Reading passage Block Start

Digital technology has the potential to make these processes very efficient. The result is more responsive care for your chronically-ill oved one. But some tools are more useful than others.
With the right app, healthcare teams can share patient information in real-time. They can also access this info wherever they are – and so can you. If your family member’s care providers are using communication technology, it makes sense to find out more.
In general, knowledge is your greatest asset. Ask specific questions about your loved one’s care and how it’s being delivered.
3) Use the many tools at your disposal
Innovative communication tools make it easy to track the care of a chronically-ill loved one. Whenever possible, it’s best to encourage those within your family member’s circle of care to connect using the same apps.
Why? Consider one of the biggest problems with electronic medical records (EMRs). Often, a hospital can’t share a patient’s EMR with another care provider because their systems are incompatible.
Sharing information in the same digital space just makes sense. But what about potential caregivers who refuse to try new apps?
You may decide to make use of some of the platforms and tools your family members are already using. Facebook messages, Google Calendars, Office spreadsheets – all of these formats can be helpful.
Whether you need help with finances from a technophobic relative, or you want to ensure everyone sees an appointment schedule, there are times when it pays off to be flexible.
4) Stay in the know, even when you’re away
There are likely times when you just can’t be with your chronically-ill loved one.
Maybe you live in a different city or province. Perhaps you need to focus on work or other family commitments. It’s also possible that you just need some well-deserved time for yourself.
Spending time apart is healthy (and in many cases, unavoidable). But it can make keeping track of a loved one’s condition more difficult – especially when there’s more than one chronic disease involved. The truth is, health-related developments can occur when you least expect them.
If your involved in managing your loved one’s care, staying up-to-date is critical. Create a plan for remaining connected to her circle of care – no matter where you are.
Does your family member receive home care services? If so, make sure nurses and personal support workers know how to get in touch with you.

Reading passage Block End
Data shown Block Start

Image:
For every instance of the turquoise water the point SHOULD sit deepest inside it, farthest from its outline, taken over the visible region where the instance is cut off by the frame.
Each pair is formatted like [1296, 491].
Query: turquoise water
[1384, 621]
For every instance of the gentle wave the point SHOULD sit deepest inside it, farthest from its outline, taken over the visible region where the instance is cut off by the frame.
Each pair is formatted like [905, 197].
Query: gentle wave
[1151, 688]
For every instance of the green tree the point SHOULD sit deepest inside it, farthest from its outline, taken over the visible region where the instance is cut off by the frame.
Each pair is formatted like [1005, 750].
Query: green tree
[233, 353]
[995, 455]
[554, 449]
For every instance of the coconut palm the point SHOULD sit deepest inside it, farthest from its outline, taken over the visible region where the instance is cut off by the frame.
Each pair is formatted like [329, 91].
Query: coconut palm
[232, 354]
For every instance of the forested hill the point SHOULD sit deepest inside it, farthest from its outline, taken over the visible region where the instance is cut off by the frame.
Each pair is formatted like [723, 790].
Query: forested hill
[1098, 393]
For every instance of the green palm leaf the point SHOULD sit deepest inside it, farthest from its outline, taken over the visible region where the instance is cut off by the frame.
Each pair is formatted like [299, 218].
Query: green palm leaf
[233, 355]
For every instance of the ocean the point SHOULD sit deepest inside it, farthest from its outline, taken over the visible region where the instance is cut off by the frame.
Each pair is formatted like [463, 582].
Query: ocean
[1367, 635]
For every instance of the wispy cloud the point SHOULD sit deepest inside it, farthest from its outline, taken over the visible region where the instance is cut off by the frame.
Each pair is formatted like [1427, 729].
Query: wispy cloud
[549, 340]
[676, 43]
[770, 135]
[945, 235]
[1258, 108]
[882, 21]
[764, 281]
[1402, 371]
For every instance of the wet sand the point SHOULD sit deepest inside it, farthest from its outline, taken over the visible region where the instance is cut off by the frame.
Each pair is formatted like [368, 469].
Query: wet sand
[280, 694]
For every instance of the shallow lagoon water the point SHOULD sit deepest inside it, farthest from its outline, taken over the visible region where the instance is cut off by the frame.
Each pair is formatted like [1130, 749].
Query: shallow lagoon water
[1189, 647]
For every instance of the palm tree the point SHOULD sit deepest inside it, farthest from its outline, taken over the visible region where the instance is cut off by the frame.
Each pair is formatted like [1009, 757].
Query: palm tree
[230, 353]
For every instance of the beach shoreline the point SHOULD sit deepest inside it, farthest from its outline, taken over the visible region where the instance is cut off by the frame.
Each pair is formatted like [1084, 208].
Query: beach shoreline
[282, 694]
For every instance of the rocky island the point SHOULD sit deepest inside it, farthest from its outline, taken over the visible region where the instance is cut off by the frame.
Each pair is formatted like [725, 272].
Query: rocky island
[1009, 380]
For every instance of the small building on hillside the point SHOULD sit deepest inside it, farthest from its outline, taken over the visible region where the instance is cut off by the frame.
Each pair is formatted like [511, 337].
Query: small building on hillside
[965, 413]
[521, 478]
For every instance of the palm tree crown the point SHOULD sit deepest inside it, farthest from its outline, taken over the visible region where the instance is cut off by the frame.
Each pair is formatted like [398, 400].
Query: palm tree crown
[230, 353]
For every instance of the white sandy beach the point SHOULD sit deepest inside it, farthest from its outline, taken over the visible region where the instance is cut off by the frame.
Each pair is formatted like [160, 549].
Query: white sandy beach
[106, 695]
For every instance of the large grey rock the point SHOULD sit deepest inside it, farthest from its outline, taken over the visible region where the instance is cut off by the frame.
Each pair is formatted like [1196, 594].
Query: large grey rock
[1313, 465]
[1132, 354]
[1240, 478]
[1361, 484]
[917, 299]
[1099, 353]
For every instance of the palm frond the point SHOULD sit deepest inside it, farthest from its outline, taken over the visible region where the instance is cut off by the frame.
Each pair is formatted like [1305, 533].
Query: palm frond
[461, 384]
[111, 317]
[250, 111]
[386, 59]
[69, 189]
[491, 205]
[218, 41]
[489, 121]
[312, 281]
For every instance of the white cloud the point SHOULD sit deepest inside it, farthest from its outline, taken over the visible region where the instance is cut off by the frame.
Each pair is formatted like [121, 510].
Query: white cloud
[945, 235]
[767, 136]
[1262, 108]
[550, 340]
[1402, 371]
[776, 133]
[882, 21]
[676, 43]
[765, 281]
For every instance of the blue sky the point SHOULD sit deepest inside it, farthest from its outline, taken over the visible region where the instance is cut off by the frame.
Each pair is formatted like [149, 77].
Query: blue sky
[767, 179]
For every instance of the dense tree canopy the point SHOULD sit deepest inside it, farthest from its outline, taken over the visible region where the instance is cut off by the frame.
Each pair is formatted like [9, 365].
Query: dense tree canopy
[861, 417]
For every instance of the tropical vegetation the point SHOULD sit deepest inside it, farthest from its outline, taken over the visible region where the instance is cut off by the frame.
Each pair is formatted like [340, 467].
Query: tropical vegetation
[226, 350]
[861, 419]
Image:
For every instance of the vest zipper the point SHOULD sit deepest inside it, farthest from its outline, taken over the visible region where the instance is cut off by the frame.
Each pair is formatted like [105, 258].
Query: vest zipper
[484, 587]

Data shown Block End

**What the task requires**
Resume the article on coordinating care for a chronically ill loved one, picking up after its last sentence.

**Exercise result**
As we’ve already noted, technology can help you access up-to-the-minute information about your family member’s care. One of the great things about sharing information digitally is how easily-accessible it is.
In addition to connecting you with providers, technology makes it easy for you to connect face-to-face with your loved one. Thanks to recent advances, even those with little to no technological skills can chat with family members at the click of a button.
Never underestimate the insight you can attain by monitoring your relative’s care from afar.
5) Take time for yourself
No list of tips for caregivers and family helpers would be complete without the following reminder. You can’t take care of someone else if you don’t take care of yourself.
If you have a chronically-ill loved one, you may be struggling with guilt. Perhaps you don’t believe you’re doing enough to help. These feelings can be a problem for even the most devoted caregiver. And the same is true for those who commit themselves to managing care.
You probably can’t be at every appointment, check in with every PSW, or record every doctor’s instruction. And that’s okay.
What you can do is make sure you understand the care your loved one is receiving. Stay as organized as you can, and take steps to prepare for situations that may arise when your attention is elsewhere.
Remember that caregiver burnout is real. Even if you aren’t a full-time caregiver, feelings of stress related to the care a loved one is receiving can negatively impact your wellbeing. These feelings won’t just affect your life – they’ll affect the decisions you make for your family member.